=== Information shown ===
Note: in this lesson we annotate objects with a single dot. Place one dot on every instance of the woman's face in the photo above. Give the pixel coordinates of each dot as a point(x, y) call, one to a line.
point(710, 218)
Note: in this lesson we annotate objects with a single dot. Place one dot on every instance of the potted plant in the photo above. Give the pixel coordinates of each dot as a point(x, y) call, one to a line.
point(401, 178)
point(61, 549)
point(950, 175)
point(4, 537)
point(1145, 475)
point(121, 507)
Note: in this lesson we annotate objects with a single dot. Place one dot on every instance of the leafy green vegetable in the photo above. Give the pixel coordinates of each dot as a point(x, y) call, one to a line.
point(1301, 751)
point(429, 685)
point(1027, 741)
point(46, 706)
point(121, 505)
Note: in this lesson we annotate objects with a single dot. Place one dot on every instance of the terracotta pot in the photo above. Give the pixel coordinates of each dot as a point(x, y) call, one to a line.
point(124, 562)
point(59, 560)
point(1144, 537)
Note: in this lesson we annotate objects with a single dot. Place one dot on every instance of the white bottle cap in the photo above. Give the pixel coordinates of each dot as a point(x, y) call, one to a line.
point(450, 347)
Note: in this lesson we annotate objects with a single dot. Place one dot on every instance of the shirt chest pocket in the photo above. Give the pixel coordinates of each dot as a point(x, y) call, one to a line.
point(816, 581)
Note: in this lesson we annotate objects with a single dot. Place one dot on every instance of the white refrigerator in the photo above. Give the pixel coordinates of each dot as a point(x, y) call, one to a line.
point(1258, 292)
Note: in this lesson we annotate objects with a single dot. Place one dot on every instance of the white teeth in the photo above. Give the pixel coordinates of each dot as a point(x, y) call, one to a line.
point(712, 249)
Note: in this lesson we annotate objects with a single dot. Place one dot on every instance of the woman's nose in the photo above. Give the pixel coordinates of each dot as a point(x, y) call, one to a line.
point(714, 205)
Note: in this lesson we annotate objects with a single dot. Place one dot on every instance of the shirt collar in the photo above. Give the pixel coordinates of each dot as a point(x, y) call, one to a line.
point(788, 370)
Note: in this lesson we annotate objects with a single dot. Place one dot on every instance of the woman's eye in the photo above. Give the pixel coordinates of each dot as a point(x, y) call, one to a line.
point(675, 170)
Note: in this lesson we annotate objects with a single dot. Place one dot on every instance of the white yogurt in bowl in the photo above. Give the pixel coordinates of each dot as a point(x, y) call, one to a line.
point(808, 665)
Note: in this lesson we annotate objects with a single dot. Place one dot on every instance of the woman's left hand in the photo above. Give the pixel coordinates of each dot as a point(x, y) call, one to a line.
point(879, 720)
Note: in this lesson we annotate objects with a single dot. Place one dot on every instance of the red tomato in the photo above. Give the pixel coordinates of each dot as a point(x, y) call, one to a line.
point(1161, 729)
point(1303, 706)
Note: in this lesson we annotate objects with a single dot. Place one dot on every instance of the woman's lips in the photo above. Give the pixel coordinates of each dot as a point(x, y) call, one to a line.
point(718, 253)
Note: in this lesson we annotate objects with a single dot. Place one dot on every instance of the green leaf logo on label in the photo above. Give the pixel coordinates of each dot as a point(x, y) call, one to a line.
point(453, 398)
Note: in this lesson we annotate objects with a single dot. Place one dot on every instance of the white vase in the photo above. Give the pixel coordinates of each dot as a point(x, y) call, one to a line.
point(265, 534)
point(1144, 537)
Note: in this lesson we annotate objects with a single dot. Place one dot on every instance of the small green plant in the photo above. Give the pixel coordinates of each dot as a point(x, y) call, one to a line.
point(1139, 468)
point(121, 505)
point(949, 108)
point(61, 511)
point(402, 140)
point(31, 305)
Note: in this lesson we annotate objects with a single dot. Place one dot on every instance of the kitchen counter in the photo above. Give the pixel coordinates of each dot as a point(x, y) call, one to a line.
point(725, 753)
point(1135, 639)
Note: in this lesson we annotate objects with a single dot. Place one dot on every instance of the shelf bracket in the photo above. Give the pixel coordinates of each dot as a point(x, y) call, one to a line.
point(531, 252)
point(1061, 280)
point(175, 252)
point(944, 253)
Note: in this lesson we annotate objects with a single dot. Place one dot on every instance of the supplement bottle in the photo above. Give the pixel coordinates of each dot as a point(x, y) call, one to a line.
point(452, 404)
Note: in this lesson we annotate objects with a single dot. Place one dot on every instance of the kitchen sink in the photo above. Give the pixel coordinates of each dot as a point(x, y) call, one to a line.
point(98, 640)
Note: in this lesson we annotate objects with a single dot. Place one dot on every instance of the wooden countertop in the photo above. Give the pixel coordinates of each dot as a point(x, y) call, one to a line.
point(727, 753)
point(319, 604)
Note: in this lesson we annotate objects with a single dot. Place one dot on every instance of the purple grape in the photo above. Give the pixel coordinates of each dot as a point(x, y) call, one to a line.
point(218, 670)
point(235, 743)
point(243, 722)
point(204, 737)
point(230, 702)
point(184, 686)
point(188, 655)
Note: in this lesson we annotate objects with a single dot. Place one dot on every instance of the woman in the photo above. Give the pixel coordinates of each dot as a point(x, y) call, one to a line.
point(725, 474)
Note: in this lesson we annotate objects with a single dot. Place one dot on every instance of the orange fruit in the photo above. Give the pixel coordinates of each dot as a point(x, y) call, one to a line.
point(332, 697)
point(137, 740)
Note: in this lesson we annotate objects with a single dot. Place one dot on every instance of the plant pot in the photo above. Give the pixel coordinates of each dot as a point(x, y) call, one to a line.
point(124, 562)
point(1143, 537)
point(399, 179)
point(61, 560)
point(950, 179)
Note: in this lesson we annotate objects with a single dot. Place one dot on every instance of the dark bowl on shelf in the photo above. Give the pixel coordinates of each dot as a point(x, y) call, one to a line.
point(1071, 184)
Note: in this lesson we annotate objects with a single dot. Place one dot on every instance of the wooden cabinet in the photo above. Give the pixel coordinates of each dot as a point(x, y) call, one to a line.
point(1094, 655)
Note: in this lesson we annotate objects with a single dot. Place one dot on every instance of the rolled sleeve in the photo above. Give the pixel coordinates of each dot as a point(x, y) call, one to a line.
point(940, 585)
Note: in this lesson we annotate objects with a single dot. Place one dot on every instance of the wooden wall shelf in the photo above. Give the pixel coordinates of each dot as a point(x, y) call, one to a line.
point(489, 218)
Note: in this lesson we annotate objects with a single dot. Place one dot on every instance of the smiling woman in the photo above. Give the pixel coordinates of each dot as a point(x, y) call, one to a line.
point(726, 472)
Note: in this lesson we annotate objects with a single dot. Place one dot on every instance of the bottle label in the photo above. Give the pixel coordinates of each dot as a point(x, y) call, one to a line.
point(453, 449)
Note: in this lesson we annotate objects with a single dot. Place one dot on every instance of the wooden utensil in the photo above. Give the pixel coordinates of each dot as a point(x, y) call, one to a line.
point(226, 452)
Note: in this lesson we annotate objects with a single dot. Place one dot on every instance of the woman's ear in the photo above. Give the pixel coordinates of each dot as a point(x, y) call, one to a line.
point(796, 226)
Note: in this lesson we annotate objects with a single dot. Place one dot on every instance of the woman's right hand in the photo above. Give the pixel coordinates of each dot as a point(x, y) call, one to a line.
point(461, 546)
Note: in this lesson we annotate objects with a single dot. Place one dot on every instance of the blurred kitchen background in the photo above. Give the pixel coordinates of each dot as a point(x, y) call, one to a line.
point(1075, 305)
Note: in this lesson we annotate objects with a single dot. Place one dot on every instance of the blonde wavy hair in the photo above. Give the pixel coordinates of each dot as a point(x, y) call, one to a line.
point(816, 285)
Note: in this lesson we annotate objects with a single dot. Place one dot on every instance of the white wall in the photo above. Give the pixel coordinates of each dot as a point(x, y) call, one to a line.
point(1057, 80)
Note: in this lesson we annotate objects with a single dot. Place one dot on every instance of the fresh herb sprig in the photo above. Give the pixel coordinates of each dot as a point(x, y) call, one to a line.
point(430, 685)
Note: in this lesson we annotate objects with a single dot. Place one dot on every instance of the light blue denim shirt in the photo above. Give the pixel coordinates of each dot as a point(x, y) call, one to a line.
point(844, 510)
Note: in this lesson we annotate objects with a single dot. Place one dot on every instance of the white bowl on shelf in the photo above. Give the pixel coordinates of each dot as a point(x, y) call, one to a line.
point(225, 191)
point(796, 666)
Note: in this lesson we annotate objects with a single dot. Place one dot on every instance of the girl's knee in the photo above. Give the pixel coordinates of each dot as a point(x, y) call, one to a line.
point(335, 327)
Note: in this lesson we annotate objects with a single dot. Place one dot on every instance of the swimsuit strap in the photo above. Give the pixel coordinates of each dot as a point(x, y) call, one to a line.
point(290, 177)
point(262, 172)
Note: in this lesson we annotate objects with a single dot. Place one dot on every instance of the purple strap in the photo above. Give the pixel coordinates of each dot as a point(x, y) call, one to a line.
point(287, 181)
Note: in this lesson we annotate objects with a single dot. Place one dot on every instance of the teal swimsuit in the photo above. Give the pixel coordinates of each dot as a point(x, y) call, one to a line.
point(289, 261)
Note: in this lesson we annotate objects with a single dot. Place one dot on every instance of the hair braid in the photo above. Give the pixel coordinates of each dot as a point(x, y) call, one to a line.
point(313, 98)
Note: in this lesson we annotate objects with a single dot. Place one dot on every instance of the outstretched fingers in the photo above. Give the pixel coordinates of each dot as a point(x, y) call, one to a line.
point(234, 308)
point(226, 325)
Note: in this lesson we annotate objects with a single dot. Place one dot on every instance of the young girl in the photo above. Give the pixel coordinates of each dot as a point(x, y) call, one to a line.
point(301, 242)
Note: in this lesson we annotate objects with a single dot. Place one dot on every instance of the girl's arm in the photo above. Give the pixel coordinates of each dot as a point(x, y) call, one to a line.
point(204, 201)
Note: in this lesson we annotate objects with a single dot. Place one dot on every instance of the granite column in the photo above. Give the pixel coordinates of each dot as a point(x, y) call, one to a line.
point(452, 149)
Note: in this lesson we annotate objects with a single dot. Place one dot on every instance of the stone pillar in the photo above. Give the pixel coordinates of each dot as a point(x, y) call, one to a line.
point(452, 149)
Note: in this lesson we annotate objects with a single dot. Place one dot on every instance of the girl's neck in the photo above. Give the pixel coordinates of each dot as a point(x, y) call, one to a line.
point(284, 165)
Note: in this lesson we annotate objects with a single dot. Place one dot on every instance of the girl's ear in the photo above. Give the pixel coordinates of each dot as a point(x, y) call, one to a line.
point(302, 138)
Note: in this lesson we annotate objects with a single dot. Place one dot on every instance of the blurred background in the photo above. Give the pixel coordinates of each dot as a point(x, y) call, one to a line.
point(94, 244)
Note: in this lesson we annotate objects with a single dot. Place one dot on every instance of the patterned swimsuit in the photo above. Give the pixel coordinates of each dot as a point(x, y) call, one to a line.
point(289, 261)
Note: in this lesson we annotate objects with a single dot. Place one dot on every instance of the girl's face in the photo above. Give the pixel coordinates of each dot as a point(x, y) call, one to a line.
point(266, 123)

=== Exercise ===
Rewrite the listing above as a Markdown table with the columns Row and Line, starting with the line that contains "the white refrigerator" and going on through the line that contains "point(1258, 292)". Give each line its own numbered row and leave out blank lines.

=== Expected answer ===
| Row | Line |
|---|---|
| 1 | Note: in this lesson we annotate objects with a single dot. Place one dot on every instance of the white refrigerator in the photo above. Give the pixel coordinates of each dot as a point(x, y) call, one to a line. |
| 2 | point(1258, 292) |